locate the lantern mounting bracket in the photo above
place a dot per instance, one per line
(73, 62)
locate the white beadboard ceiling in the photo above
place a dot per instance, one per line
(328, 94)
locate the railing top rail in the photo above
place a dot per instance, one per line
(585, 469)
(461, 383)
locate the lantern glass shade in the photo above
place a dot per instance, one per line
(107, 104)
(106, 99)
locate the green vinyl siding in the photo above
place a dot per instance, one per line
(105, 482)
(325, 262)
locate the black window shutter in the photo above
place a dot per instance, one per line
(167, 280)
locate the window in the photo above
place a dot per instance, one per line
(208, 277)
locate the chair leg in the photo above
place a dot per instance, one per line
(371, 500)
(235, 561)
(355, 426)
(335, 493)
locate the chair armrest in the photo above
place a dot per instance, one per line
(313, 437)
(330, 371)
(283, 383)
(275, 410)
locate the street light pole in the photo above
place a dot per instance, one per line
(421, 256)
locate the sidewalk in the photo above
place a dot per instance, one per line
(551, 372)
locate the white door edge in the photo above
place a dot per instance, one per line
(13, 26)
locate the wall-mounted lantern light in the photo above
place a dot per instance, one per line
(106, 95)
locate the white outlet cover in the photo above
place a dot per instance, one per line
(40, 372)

- - - - -

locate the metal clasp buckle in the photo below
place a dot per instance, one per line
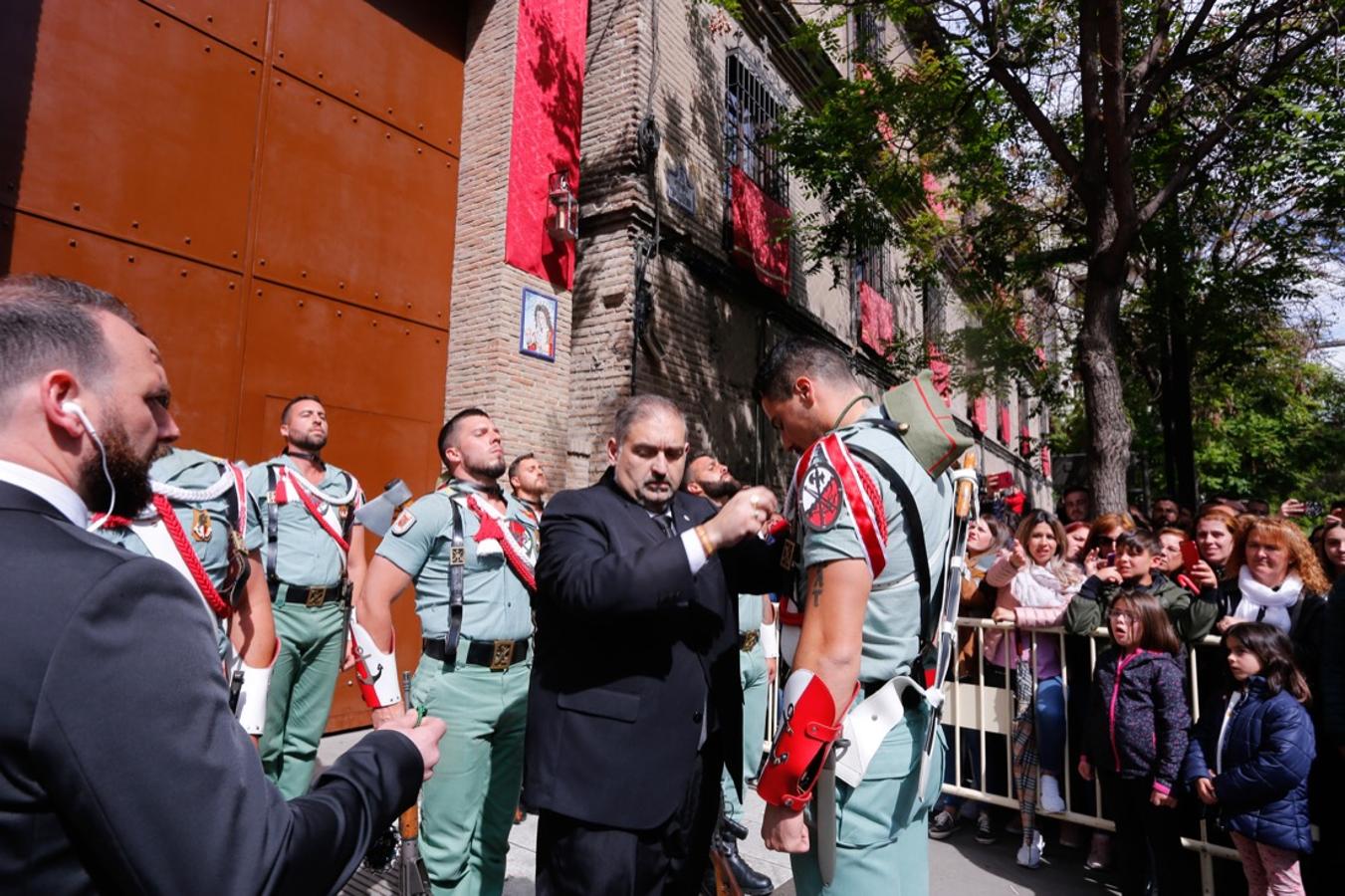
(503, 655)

- - - - -

WORK TO BE COMPLETED | Apply a filter to the listing above so that only lines with "chair" are kept, and copy those lines.

COMPLETED TASK |
locate the chair leg in the photo above
locate the chair armrest in the photo above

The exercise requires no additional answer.